━━ MATERIAL SUPPLIED
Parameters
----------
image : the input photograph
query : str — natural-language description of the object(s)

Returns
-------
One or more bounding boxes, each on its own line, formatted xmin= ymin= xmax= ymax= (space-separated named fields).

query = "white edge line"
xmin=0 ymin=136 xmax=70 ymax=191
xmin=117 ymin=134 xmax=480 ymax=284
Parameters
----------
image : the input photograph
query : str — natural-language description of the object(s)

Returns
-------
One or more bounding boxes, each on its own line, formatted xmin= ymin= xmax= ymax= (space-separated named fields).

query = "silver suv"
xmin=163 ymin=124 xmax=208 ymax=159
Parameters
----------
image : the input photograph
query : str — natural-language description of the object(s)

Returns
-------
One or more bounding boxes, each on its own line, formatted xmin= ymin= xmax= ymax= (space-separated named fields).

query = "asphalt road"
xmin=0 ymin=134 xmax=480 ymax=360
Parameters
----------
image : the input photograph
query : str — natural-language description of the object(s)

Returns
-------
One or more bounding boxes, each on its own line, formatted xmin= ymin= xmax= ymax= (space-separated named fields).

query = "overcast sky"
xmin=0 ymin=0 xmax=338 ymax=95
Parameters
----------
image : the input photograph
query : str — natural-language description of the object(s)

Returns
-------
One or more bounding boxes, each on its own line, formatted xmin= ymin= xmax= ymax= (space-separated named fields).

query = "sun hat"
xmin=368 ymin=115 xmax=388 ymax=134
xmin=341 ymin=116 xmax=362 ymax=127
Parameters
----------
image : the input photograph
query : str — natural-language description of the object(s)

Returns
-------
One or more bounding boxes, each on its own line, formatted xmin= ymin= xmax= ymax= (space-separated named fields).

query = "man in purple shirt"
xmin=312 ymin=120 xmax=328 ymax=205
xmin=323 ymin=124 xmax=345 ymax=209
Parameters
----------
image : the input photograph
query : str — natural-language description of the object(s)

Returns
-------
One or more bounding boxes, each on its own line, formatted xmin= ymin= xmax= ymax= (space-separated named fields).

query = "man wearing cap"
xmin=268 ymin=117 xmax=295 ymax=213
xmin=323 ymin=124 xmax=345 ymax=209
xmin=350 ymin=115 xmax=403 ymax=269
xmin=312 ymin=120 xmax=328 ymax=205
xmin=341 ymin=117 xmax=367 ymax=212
━━━━
EXERCISE TASK
Rewrite the listing above, replacing every occurrence of "input photograph" with "source photograph" and leaving all other text unchanged.

ANSWER TO THIS PROBLEM
Parameters
----------
image : the source photograph
query : str — natural-language description of the object(s)

Returns
-------
One or more bounding boxes, each on its own line, formatted xmin= ymin= xmax= ymax= (space-separated named fields).

query = "white edge line"
xmin=0 ymin=136 xmax=70 ymax=191
xmin=117 ymin=134 xmax=480 ymax=284
Parameters
----------
image : the source photograph
query : str — natural-language description of the object(s)

Returns
-------
One or more bounding boxes, each on its own line, formatted xmin= ymin= xmax= ymax= (space-separated named fields).

query = "silver suv"
xmin=163 ymin=124 xmax=208 ymax=159
Parameters
----------
image : the source photograph
query : str — natural-language description of the object(s)

Returns
-------
One or more bounding boxes, each on its own line, formatted xmin= ymin= xmax= ymax= (space-separated named fields).

query = "asphalt road"
xmin=0 ymin=134 xmax=480 ymax=360
Parameters
----------
image : the source photograph
query : str — natural-language description of the object(s)

Returns
-------
One or more bounding boxes, each on its own line, formatted xmin= ymin= xmax= ymax= (space-separated named fields).

query = "overcast sky"
xmin=0 ymin=0 xmax=338 ymax=95
Parameters
----------
image : the source photograph
query : str — natural-language description of the object(s)

Returns
-------
One or more bounding boxes, each on its own line, formatted xmin= ymin= xmax= ymax= (space-separated named fields).

query = "sun hat"
xmin=368 ymin=115 xmax=388 ymax=134
xmin=341 ymin=116 xmax=362 ymax=127
Parameters
----------
image : the source photograph
query : str — natural-language description of the object(s)

Returns
-------
One or more bounding boxes, each on its own line, formatted xmin= ymin= xmax= ymax= (space-separated named fields).

query = "man in purple shirt"
xmin=312 ymin=120 xmax=328 ymax=205
xmin=323 ymin=124 xmax=345 ymax=209
Parameters
----------
image : the source photograph
query : str — natural-language description of the object(s)

Returns
-------
One or more bounding boxes, each on its own line, formatted xmin= ymin= xmax= ymax= (space-separated named fields).

query = "man wearing cap"
xmin=268 ymin=117 xmax=295 ymax=213
xmin=323 ymin=124 xmax=345 ymax=209
xmin=350 ymin=115 xmax=403 ymax=269
xmin=312 ymin=120 xmax=328 ymax=205
xmin=341 ymin=117 xmax=367 ymax=212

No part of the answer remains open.